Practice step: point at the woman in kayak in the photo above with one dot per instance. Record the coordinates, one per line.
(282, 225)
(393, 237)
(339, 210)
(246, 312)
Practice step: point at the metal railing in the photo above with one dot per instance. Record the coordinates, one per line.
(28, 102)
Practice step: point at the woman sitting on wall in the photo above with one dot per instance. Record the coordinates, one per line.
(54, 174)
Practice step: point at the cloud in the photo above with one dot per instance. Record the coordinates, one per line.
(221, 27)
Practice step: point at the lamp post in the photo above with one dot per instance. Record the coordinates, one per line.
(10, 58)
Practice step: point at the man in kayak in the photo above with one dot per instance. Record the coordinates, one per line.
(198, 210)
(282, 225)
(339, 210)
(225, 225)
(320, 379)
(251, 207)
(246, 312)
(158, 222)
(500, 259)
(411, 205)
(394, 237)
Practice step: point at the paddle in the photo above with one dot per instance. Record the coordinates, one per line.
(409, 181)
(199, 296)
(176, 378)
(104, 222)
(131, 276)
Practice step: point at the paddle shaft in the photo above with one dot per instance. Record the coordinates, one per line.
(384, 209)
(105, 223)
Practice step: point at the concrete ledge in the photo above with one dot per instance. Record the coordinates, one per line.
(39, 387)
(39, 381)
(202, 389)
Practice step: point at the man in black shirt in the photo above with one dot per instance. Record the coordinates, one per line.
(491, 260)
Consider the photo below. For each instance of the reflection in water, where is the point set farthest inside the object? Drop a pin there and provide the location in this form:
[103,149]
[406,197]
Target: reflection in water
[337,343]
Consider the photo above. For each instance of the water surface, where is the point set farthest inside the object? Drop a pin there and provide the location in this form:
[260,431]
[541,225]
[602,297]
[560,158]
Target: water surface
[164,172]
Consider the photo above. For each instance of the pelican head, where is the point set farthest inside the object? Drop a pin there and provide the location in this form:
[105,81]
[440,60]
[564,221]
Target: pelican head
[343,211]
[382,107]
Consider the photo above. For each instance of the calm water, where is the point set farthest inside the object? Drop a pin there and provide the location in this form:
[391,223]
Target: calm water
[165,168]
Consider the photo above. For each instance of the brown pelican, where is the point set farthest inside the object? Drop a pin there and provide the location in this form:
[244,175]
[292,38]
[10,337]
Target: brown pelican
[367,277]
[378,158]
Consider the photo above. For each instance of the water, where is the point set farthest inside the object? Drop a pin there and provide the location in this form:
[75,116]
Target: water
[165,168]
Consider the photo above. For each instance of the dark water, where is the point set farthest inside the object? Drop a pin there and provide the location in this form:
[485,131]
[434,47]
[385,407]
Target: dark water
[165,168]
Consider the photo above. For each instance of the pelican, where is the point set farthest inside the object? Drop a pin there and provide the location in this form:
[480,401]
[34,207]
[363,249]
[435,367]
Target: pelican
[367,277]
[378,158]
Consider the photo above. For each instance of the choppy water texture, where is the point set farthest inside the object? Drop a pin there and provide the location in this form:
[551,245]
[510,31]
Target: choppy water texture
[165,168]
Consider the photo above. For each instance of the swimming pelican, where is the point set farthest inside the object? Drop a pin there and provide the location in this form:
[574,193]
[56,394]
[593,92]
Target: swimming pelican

▶ **TASK DETAILS**:
Search the entries above for the word "swimming", and copy every line where it occurs.

▶ **ANSWER AREA**:
Consider the photo above. For each instance of the swimming pelican, where is the point set farthest inside the object? Drop a pin there and provide the location in this form:
Target: swimming pelican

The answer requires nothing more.